[begin Recorded data]
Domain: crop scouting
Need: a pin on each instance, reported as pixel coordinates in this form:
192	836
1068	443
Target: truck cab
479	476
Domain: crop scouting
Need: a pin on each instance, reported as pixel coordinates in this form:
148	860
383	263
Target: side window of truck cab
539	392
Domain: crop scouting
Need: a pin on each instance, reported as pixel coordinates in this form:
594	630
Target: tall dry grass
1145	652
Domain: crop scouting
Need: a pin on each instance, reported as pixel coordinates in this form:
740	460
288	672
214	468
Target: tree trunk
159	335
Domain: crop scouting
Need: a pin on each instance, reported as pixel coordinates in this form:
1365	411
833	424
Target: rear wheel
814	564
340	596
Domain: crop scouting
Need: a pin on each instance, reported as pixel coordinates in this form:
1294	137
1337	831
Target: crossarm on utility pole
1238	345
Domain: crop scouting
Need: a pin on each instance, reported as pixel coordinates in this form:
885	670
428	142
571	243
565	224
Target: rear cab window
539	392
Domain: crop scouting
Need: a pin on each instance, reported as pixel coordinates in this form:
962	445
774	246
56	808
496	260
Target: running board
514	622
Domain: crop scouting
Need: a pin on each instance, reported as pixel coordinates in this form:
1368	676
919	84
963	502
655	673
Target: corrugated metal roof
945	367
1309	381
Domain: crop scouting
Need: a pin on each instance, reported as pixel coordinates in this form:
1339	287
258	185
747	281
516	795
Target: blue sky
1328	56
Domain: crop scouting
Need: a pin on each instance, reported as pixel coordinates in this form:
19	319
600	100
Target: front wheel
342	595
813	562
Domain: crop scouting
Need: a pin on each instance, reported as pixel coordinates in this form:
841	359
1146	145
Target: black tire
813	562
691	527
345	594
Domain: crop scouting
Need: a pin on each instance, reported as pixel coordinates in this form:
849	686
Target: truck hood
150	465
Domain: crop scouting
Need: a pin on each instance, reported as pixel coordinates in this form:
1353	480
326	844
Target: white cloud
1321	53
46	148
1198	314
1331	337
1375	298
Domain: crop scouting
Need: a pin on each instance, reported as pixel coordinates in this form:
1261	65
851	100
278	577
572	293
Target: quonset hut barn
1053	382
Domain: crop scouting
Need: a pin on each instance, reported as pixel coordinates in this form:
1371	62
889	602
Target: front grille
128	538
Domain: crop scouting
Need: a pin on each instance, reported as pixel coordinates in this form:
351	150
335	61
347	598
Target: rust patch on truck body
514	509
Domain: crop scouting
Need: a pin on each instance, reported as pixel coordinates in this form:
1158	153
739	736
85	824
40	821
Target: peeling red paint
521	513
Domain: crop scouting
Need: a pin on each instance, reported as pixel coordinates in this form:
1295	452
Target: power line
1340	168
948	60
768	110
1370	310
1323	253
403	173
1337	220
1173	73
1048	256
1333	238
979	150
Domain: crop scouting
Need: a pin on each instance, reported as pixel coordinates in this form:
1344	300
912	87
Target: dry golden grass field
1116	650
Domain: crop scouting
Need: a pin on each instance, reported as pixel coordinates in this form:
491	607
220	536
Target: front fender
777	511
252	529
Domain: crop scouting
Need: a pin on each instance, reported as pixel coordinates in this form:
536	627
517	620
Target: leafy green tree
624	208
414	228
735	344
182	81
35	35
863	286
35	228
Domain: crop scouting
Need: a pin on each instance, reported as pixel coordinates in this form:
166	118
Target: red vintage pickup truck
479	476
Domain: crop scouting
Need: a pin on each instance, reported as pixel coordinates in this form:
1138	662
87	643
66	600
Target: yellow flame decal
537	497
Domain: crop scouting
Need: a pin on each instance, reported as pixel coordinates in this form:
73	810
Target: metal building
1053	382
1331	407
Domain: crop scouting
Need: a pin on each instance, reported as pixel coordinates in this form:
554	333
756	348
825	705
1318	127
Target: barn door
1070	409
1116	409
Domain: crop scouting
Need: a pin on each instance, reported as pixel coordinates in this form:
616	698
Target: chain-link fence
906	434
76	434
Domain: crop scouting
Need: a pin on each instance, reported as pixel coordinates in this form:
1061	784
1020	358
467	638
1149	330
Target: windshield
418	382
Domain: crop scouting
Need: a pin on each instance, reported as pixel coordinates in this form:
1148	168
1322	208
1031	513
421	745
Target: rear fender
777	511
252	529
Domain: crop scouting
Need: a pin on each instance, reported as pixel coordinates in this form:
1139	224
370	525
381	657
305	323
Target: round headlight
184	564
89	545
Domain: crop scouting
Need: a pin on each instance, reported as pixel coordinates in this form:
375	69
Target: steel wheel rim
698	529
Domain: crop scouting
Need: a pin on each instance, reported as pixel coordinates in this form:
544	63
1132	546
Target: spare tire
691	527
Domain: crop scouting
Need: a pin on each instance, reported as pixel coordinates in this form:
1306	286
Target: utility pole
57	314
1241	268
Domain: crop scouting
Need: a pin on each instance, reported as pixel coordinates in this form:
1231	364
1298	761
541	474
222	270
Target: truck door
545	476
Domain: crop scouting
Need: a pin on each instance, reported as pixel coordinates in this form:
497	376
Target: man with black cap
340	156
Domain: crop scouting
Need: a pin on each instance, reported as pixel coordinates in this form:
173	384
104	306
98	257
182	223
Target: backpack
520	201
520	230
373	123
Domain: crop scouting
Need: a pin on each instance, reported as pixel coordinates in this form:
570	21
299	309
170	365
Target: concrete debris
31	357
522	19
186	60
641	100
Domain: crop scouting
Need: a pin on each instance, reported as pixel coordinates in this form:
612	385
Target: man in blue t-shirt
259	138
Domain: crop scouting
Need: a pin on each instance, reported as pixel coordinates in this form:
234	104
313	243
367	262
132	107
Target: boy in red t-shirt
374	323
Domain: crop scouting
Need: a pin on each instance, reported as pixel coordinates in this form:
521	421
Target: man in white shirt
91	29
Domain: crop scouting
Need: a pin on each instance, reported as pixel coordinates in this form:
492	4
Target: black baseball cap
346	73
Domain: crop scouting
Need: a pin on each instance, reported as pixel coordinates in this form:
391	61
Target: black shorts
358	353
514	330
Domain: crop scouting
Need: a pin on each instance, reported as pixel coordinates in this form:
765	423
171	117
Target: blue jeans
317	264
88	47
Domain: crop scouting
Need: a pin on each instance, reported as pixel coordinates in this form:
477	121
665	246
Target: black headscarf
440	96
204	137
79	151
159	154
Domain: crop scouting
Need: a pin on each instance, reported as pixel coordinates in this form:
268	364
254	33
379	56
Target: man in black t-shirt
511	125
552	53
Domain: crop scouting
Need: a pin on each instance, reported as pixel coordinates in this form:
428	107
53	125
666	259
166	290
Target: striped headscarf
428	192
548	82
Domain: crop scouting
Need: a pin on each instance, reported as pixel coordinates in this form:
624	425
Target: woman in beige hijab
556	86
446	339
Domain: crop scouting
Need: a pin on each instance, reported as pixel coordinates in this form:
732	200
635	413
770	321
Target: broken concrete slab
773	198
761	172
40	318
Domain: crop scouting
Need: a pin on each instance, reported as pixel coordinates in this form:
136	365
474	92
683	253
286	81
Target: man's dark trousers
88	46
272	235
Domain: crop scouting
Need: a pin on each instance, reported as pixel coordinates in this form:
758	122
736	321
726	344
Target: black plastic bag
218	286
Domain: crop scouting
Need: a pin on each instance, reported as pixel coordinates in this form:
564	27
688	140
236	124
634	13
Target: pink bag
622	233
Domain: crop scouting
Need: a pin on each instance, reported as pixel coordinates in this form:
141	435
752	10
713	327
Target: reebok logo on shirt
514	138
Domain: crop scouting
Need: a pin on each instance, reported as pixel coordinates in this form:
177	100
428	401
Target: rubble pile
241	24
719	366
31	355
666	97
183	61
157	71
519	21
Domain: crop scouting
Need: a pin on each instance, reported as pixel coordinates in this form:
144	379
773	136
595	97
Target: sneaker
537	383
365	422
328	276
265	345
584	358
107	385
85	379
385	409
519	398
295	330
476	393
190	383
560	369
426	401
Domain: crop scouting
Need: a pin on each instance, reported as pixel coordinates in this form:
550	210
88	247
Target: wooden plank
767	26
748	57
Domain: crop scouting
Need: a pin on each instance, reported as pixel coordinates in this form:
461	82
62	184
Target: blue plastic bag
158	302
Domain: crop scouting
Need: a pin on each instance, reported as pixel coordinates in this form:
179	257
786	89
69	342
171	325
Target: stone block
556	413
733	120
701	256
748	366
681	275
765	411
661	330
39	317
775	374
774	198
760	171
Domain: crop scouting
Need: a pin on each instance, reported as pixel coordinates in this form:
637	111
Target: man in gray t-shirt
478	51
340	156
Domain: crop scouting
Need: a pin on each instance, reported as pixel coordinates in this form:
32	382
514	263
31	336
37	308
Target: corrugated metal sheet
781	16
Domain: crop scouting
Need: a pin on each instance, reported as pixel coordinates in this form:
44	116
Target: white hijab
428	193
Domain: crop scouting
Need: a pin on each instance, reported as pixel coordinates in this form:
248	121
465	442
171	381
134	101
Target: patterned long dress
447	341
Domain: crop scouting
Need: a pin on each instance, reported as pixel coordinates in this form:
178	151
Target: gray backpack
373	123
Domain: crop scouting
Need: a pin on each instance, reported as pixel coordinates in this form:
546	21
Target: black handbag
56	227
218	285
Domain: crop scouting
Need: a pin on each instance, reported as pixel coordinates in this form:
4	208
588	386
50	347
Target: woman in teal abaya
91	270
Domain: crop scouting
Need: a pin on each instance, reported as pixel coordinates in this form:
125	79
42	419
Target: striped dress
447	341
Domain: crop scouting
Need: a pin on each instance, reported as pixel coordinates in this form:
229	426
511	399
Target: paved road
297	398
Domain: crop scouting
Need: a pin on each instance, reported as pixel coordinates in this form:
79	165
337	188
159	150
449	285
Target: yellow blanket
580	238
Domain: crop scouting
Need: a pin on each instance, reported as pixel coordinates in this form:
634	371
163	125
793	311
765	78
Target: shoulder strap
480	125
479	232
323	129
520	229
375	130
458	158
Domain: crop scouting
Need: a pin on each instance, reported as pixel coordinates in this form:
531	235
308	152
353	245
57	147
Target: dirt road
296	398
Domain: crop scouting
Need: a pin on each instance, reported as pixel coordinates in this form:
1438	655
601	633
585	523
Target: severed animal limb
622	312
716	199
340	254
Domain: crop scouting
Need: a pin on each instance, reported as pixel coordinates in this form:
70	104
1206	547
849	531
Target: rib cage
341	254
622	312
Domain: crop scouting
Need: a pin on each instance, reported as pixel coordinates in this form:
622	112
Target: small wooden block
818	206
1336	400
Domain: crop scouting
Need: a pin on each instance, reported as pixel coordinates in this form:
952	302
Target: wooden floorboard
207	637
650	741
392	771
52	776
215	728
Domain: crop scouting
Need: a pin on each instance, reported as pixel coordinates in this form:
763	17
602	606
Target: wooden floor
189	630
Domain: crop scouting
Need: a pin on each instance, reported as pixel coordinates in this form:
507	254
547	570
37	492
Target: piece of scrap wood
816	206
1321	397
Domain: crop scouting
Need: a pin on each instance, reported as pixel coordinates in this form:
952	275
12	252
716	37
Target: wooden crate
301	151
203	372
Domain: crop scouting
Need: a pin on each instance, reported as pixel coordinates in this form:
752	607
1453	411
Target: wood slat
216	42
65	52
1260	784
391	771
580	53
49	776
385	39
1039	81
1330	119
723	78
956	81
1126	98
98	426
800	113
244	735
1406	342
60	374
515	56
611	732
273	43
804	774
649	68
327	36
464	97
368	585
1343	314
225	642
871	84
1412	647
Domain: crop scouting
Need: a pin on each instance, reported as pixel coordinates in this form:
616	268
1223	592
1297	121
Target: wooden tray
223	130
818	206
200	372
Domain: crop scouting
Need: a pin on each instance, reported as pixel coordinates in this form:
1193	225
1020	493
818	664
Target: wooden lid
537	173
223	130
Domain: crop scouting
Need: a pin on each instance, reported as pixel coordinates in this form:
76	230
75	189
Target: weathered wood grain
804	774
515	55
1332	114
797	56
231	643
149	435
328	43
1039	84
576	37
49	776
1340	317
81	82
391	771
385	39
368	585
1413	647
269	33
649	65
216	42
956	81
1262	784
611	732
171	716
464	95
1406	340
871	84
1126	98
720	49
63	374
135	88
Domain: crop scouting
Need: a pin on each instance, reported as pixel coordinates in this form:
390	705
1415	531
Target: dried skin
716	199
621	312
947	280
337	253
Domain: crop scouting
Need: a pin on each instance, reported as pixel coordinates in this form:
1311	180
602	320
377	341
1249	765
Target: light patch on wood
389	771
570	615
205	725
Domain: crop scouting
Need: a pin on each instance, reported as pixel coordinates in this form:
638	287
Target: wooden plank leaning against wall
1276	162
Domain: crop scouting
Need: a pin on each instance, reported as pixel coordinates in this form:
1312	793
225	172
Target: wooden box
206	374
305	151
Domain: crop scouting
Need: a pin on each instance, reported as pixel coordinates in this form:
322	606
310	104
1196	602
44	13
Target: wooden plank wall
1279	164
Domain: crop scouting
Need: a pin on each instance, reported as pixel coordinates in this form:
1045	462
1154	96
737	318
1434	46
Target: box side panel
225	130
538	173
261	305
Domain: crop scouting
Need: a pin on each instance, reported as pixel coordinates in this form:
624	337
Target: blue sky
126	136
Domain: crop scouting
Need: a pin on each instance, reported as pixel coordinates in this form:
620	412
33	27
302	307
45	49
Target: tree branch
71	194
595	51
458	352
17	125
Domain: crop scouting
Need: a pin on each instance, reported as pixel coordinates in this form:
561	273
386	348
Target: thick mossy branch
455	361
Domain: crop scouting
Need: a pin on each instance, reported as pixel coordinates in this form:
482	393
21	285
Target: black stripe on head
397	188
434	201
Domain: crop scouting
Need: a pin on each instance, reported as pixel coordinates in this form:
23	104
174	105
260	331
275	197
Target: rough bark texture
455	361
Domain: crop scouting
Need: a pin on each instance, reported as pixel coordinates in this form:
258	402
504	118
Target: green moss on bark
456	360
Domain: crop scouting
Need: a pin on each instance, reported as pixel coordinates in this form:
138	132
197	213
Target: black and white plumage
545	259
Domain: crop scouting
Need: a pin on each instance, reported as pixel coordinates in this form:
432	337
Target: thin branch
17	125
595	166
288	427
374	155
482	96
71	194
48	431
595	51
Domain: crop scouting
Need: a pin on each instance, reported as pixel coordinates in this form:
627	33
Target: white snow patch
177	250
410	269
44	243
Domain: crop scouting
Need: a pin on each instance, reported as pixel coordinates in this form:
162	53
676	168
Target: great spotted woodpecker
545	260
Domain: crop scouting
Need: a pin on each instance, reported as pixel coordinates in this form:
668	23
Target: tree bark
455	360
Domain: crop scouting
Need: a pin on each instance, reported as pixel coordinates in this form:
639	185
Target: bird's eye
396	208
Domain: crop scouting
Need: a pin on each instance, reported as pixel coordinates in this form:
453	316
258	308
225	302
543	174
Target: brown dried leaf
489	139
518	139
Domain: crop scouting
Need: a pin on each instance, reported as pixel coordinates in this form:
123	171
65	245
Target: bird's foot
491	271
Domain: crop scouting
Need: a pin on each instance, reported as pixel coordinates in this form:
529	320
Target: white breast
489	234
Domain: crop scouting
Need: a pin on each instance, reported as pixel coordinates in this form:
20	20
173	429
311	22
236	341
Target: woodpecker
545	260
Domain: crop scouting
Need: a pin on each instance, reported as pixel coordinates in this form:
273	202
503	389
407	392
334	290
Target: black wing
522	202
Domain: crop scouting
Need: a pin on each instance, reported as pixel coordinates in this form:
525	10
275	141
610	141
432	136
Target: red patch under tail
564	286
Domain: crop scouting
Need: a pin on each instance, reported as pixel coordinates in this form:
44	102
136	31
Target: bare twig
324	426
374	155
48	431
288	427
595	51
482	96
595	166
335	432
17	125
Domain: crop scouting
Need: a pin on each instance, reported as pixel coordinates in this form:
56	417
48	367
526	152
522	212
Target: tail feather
[end Recorded data]
- **What the task requires**:
Identify every line in the material above that contains the string "backpack", and copy each such line in full. Case counts.

- **Answer**:
Target: backpack
Target: gray backpack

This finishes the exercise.